◆ Aim:
Please print every line from the one containing "Practice. Point out each instance of the blue shorts" through the last line of the records below, exactly as written and nothing more.

◆ Entries shown:

== == ==

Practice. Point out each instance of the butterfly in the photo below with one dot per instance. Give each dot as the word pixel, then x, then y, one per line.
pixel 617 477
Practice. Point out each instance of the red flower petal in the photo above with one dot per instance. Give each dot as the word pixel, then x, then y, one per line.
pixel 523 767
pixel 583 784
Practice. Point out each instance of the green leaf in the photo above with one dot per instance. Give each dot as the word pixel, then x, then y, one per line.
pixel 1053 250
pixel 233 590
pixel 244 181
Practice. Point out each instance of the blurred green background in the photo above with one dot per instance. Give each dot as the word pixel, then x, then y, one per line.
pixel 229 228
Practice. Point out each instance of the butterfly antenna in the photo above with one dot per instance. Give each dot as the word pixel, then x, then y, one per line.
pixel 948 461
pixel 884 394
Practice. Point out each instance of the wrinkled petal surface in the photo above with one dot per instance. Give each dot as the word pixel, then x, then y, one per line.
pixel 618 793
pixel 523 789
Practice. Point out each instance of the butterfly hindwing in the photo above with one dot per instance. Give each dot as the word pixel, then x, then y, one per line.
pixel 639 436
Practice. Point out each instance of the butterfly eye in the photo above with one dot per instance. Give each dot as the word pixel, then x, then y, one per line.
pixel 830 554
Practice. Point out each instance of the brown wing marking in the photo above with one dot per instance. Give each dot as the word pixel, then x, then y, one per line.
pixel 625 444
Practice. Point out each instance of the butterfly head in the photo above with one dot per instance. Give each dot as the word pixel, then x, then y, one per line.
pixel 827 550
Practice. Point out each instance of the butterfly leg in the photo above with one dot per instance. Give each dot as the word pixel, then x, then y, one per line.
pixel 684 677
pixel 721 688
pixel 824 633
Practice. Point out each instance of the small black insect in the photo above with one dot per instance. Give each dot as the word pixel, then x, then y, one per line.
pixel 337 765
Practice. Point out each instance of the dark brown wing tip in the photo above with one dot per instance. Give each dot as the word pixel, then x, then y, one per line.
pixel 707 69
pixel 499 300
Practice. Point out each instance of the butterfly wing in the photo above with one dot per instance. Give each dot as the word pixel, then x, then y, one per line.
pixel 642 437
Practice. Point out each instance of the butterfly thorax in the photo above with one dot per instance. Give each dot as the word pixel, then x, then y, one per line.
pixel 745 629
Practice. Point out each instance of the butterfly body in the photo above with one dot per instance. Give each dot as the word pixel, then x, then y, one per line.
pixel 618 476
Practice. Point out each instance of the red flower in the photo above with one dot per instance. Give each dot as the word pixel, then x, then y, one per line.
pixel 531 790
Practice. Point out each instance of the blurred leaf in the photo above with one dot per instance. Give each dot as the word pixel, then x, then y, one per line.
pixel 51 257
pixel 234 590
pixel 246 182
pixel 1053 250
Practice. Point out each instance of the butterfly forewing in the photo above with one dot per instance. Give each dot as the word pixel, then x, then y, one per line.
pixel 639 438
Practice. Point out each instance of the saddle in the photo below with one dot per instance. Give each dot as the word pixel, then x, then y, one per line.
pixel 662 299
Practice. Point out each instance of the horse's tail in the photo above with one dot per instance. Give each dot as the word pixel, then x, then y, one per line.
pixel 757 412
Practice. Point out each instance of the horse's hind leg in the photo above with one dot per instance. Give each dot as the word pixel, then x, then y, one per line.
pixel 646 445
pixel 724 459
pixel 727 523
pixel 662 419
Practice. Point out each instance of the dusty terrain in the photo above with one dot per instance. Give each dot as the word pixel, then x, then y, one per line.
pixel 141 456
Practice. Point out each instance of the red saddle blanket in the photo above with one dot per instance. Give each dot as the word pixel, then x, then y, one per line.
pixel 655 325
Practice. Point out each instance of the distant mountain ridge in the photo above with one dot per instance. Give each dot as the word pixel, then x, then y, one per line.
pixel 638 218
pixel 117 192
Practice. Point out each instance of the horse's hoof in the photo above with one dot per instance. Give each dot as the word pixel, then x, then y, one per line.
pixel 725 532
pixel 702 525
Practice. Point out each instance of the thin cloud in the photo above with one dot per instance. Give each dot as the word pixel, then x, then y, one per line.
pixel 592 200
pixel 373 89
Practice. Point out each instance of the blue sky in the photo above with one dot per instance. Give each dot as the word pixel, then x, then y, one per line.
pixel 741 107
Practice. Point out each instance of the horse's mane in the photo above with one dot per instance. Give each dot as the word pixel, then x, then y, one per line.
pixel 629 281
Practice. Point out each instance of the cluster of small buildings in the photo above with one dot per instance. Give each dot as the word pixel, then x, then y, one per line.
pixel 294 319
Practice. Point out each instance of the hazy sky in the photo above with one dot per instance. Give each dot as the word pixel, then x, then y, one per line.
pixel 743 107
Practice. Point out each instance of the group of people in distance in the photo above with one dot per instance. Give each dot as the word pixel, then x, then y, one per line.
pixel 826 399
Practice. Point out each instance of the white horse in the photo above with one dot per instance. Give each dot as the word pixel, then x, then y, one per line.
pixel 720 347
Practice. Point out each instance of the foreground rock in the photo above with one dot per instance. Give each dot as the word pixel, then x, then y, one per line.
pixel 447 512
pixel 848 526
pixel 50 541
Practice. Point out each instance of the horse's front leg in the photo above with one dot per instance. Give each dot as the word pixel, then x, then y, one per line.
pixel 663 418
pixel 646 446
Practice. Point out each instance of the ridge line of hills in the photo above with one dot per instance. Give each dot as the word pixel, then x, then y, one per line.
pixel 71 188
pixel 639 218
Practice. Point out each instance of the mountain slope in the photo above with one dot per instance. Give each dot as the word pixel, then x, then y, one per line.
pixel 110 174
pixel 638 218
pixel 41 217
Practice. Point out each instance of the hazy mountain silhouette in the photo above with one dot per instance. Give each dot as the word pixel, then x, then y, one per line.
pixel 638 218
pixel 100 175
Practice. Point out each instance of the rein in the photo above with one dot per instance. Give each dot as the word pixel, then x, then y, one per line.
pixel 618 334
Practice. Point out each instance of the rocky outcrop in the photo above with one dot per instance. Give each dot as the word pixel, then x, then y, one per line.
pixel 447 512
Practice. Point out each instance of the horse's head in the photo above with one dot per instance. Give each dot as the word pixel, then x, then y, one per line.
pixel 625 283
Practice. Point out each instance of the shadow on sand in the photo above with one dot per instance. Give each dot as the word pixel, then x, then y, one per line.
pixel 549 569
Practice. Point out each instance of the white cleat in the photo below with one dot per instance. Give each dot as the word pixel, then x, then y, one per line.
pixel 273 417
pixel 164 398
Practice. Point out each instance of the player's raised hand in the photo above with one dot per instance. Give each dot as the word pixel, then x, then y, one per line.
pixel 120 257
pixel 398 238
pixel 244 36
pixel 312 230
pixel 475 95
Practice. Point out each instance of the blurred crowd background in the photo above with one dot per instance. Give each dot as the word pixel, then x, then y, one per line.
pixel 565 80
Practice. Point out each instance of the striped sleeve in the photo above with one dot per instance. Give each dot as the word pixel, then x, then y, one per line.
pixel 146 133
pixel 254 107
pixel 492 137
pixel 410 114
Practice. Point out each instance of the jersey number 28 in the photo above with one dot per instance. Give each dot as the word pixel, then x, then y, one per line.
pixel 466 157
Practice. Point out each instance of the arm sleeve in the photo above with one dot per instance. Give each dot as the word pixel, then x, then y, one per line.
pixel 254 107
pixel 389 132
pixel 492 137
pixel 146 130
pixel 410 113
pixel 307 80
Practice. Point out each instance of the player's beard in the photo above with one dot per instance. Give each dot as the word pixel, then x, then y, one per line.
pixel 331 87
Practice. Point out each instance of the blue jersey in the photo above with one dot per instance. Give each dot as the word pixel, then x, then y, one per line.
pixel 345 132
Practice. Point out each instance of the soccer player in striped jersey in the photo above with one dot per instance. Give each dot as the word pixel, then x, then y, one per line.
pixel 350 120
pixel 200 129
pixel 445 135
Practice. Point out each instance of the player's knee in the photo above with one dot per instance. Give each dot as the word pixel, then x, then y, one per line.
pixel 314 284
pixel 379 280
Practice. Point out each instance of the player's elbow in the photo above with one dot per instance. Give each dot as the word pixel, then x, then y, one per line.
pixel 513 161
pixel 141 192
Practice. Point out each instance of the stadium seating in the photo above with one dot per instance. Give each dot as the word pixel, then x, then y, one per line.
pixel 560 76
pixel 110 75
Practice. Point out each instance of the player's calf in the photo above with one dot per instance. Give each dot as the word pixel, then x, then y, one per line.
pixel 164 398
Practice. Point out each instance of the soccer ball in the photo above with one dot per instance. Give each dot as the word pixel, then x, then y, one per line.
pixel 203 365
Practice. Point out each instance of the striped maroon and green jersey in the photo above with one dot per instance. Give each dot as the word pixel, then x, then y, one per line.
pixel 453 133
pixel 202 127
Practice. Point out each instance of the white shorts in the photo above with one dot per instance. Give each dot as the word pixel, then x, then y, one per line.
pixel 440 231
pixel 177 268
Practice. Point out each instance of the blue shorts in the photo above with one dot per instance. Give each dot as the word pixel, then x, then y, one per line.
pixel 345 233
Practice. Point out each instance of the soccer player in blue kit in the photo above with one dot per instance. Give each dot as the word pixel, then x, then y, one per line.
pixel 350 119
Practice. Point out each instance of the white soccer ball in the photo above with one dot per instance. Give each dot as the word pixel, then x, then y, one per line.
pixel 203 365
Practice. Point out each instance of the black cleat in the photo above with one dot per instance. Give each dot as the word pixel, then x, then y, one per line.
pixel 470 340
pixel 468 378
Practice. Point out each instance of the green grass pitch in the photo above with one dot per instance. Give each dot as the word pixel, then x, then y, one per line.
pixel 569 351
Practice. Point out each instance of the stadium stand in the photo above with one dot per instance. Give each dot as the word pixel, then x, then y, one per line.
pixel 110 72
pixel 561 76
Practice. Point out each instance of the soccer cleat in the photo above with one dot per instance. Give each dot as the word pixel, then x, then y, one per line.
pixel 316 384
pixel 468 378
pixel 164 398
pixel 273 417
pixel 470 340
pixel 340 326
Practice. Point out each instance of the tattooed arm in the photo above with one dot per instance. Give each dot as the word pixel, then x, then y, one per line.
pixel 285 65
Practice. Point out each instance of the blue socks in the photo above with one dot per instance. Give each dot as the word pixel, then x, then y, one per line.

== == ==

◆ Output for this task:
Practice. Point out each instance of the blue shorts in the photo above with one dot per instance. Give each dot as the word pixel, then x, then y, one per line.
pixel 345 233
Practice. Point out each instance of the soccer player in blue kit in the photo above with one dot per instance. Give each dot as the word pixel, then x, then y, one per line.
pixel 350 119
Practice. Point out each instance of the white soccer ball in the photo above with one dot per instance. Give each dot as the word pixel, then x, then y, one per line.
pixel 203 365
Practice. Point out each instance of the black cleat in the photo above with one dot per instance. Give each dot as the word pixel, then x, then y, one per line.
pixel 470 340
pixel 468 378
Practice. Point out each instance of the green grass pitch in the photo above with one dot per instance. Give each dot as the word pixel, then x, then y, one per line.
pixel 569 351
Practice. Point out each instance of the stadium stand in the photo above with one dot per instance. Give each dot as the word pixel, then x, then y, one per line.
pixel 110 72
pixel 561 76
Practice. Point out each instance of the soccer cleat in the photo above with one dot per instance. Give each dot as the word pixel, then x, then y, one per line.
pixel 316 384
pixel 468 378
pixel 164 398
pixel 273 417
pixel 470 340
pixel 340 326
Practice. Point out each instance of the tattooed arm in the photo above with one dot per instance. Give each dot as the word pixel, then x, then y, one per line.
pixel 285 65
Practice. Point out each instance of the blue socks in the photo above with one dot per instance. Give each dot as the word pixel, then x, then y, one per line.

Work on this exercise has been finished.